*DIRECTIVE*
Print exactly the lines from the one containing "the dry grass" through the last line of the records below, both included, and nothing else; omit any pictures.
___ DATASET ROWS ___
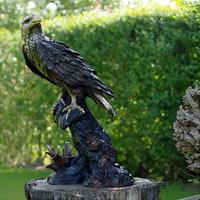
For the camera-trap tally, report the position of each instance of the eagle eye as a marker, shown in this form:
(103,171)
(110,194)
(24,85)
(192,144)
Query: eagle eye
(27,20)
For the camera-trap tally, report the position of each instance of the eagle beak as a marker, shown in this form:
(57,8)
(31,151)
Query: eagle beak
(37,20)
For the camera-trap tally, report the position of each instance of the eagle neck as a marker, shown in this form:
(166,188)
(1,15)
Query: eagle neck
(35,32)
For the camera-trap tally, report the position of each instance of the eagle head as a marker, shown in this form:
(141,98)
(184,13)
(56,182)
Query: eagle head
(29,22)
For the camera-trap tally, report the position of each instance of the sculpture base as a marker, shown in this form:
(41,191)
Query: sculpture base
(142,189)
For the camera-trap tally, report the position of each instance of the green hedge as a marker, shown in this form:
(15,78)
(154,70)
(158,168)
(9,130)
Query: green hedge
(148,57)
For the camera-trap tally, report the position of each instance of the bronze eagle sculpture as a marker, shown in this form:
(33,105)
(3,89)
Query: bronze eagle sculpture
(62,66)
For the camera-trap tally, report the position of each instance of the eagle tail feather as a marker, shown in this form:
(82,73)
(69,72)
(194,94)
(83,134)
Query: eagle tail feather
(102,102)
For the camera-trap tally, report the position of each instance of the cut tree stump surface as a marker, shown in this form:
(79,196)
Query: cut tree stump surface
(143,189)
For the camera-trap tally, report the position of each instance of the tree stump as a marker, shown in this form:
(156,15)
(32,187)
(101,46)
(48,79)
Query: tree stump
(142,189)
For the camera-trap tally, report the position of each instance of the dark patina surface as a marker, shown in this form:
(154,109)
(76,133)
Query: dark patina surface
(95,165)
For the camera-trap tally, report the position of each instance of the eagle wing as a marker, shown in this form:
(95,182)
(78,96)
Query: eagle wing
(65,66)
(33,68)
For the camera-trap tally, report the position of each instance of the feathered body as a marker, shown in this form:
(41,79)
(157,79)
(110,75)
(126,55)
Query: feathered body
(60,65)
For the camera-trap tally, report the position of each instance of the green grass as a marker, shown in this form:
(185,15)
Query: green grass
(12,182)
(12,185)
(177,191)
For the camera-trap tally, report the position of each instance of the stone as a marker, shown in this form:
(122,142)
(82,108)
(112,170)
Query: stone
(143,189)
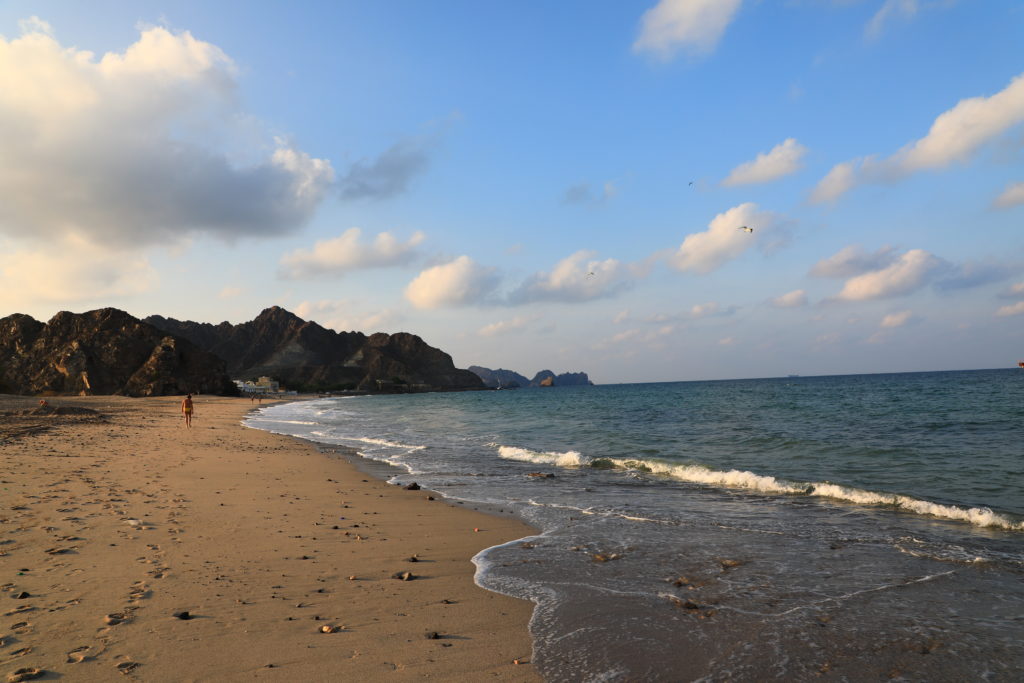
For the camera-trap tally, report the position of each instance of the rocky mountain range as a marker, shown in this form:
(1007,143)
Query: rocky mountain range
(508,379)
(104,351)
(303,355)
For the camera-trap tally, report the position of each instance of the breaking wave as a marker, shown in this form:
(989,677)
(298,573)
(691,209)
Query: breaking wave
(765,484)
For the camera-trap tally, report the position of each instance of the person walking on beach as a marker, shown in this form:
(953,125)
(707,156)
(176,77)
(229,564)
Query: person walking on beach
(186,410)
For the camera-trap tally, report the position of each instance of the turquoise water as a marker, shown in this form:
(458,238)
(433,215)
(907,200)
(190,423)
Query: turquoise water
(711,528)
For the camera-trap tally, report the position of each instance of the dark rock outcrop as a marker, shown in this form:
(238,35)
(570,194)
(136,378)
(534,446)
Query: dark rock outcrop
(303,355)
(104,351)
(508,378)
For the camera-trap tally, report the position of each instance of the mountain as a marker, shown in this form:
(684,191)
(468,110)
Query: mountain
(104,351)
(303,355)
(506,378)
(500,378)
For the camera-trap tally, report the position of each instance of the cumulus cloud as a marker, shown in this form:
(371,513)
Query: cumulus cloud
(1011,309)
(389,174)
(853,260)
(1015,291)
(459,283)
(954,136)
(345,252)
(794,299)
(503,327)
(908,272)
(344,315)
(782,160)
(694,26)
(229,292)
(897,319)
(577,278)
(974,273)
(889,10)
(723,241)
(71,270)
(134,147)
(712,309)
(1011,197)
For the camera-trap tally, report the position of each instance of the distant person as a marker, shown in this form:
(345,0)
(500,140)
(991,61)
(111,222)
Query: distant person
(186,410)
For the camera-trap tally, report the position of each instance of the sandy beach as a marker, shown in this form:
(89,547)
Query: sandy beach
(116,523)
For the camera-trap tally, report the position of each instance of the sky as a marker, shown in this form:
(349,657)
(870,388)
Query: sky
(535,184)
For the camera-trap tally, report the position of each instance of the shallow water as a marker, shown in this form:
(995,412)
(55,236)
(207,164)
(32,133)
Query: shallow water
(851,527)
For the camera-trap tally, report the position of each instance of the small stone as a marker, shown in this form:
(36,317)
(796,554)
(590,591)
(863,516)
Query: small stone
(127,667)
(25,674)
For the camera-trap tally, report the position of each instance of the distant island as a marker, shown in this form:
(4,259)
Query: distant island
(508,379)
(109,351)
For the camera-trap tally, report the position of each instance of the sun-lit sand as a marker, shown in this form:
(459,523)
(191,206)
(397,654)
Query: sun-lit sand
(115,522)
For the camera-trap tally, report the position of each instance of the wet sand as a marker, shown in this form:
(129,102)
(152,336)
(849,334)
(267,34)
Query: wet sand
(112,522)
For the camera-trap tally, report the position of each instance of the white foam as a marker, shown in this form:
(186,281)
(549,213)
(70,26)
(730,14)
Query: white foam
(976,516)
(567,459)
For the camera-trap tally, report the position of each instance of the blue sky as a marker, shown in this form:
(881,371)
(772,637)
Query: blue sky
(532,184)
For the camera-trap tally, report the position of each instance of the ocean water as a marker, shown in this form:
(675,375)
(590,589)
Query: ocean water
(850,527)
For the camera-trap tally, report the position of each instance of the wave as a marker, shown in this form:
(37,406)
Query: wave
(767,484)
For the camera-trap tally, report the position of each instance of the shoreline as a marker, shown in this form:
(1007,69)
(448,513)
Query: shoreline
(113,522)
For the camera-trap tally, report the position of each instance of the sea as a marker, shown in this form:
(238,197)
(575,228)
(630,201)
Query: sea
(857,527)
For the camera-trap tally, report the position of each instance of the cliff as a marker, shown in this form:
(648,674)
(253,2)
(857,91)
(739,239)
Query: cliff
(303,355)
(104,351)
(510,379)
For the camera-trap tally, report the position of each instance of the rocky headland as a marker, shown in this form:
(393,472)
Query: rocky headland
(508,379)
(303,355)
(104,351)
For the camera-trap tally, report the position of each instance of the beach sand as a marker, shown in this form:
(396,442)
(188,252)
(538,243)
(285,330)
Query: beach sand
(113,522)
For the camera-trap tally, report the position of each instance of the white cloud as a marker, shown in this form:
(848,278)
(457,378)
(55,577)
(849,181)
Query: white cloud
(136,146)
(783,159)
(577,278)
(71,270)
(723,241)
(503,327)
(954,136)
(837,182)
(794,299)
(1011,309)
(853,260)
(692,25)
(343,315)
(345,252)
(1011,197)
(1015,291)
(583,194)
(458,283)
(897,319)
(909,272)
(890,8)
(230,292)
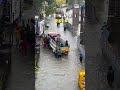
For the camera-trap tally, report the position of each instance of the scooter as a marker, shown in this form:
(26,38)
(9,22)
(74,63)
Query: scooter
(64,28)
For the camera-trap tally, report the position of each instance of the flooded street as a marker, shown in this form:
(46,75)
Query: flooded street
(59,74)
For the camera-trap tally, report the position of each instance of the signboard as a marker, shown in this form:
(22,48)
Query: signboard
(76,5)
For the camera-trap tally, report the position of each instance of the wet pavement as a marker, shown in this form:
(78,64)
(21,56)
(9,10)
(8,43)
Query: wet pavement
(59,74)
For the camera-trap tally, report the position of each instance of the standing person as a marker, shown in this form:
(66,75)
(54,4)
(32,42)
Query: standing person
(110,76)
(59,54)
(18,36)
(66,43)
(43,41)
(81,58)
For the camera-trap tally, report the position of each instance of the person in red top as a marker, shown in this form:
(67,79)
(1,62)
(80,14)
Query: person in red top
(24,46)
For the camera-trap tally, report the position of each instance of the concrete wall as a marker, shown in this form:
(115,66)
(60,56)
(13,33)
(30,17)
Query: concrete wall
(111,57)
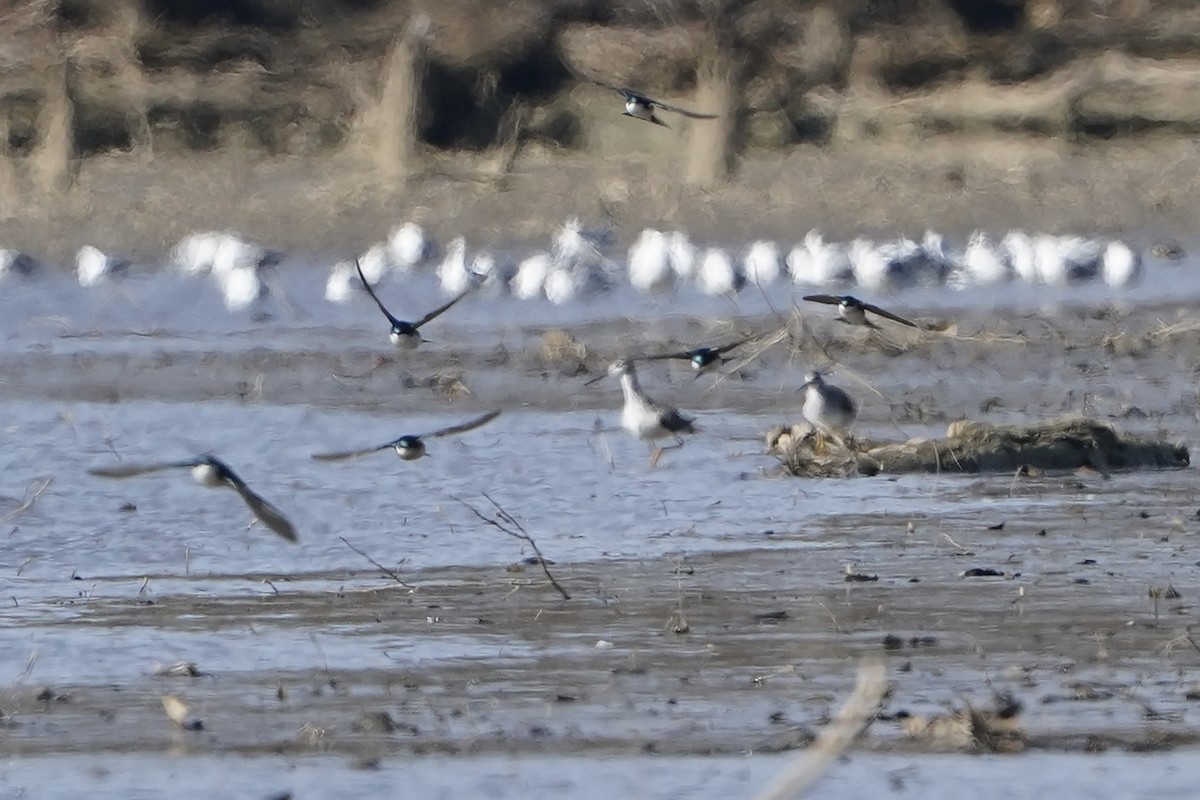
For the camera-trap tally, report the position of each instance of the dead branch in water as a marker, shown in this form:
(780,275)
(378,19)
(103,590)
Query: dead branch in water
(29,499)
(390,573)
(856,714)
(507,524)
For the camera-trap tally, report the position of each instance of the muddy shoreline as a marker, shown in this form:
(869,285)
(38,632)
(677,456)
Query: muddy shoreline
(689,655)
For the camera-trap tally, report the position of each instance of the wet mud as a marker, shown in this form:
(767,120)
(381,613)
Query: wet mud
(717,606)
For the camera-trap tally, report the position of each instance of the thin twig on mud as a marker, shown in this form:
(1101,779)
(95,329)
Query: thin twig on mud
(856,714)
(505,523)
(30,499)
(390,573)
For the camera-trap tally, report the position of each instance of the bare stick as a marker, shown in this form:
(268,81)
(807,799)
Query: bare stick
(30,499)
(390,573)
(505,523)
(852,719)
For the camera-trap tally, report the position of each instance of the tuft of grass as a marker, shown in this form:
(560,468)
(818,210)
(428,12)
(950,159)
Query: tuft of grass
(389,122)
(709,149)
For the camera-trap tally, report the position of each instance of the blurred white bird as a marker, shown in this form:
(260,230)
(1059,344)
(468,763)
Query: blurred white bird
(762,263)
(1066,259)
(819,263)
(1019,247)
(649,262)
(240,286)
(94,266)
(453,271)
(376,263)
(1121,265)
(984,263)
(340,284)
(717,274)
(531,276)
(195,253)
(408,247)
(683,254)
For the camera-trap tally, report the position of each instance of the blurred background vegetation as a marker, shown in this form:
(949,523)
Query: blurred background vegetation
(400,86)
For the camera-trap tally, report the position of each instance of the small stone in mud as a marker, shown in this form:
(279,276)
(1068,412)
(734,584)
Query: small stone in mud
(179,669)
(49,696)
(375,722)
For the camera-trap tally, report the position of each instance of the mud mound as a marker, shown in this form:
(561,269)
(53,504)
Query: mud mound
(978,447)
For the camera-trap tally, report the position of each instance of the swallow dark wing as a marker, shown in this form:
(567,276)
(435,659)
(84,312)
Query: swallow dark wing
(827,299)
(661,356)
(888,314)
(267,513)
(462,427)
(346,455)
(366,284)
(131,470)
(439,310)
(695,115)
(676,422)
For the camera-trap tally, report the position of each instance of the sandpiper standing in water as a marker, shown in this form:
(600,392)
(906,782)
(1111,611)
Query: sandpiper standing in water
(211,471)
(827,408)
(642,416)
(405,335)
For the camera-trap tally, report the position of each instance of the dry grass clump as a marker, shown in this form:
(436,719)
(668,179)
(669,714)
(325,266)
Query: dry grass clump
(979,447)
(562,352)
(711,151)
(996,729)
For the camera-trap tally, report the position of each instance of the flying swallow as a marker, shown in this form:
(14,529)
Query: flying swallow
(403,334)
(211,471)
(852,311)
(411,446)
(701,359)
(641,107)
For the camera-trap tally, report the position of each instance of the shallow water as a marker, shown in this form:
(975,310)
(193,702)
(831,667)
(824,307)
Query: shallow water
(865,776)
(477,651)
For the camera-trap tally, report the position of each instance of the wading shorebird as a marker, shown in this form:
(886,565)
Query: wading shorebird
(852,311)
(642,416)
(403,334)
(702,359)
(411,446)
(211,471)
(641,107)
(827,408)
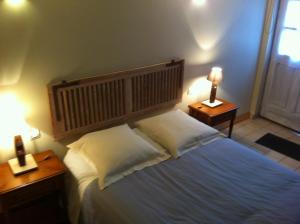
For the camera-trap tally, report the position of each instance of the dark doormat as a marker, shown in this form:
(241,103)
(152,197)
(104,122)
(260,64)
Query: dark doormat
(281,145)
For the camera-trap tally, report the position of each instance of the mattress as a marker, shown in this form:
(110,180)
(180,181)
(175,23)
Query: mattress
(222,182)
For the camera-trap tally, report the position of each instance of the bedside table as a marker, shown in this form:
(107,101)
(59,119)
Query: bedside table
(214,115)
(34,197)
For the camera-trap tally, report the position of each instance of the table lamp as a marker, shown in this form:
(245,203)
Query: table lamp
(215,76)
(13,129)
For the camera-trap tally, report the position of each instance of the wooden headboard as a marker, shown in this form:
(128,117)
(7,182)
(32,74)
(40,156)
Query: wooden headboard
(81,106)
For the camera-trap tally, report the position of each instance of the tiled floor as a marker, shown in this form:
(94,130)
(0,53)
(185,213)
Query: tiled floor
(247,132)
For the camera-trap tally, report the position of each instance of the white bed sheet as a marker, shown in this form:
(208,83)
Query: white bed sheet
(83,172)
___
*TASK ANSWER*
For the camera-trap tally, report the position of each instance of the dry grass clump as a marker, shown in this form:
(436,719)
(668,179)
(669,714)
(325,266)
Query: dry grass clump
(979,447)
(562,352)
(711,151)
(996,729)
For the camera-trap tally, report the position of each instance of the flying swallow as a marker, shown in this form:
(14,529)
Query: flying swallow
(403,334)
(211,471)
(852,311)
(411,446)
(701,359)
(641,107)
For the camera-trap tally, report the position of each instance of the shallow water as a marker, shown in this form:
(975,310)
(193,702)
(831,667)
(824,307)
Query: shallow water
(865,776)
(477,651)
For the camera-trap tally, report the position of each instance of the wading shorebird as a marker, shown in this form:
(886,565)
Query: wading shorebird
(852,311)
(642,416)
(403,334)
(702,359)
(411,446)
(211,471)
(641,107)
(827,408)
For the camera-trap tally, report the position of each instance of the dark doormat as a marker, shown in this form:
(241,103)
(152,197)
(104,122)
(260,64)
Query: dark doormat
(281,145)
For the camera-trap tally, report the position of each instance of the mattress as a marker, shown in this form:
(110,180)
(180,181)
(175,23)
Query: mattress
(222,182)
For the camera-trap tally, report the position of each instance of the bedside table as a marker, shown in this form:
(107,101)
(59,119)
Query: bedside table
(214,115)
(34,197)
For the camera-trap tally, report the position of each instance of the table lamp as a marker, shown in this form:
(245,203)
Query: table lamp
(215,76)
(13,129)
For the camera-trap tally, report the position of each instance of the wooden headboard as a marker, shown in this form:
(128,117)
(7,182)
(32,74)
(40,156)
Query: wooden headboard
(81,106)
For the camera-trap tally, report the position of each instance of the tiled floor as a marker, shown in this form:
(94,130)
(0,53)
(185,213)
Query: tiled floor
(247,132)
For the camera-trap tally, report the position of each instance of the white bed sheet as a marker, shown in this form:
(208,83)
Query: white bed sheet
(83,172)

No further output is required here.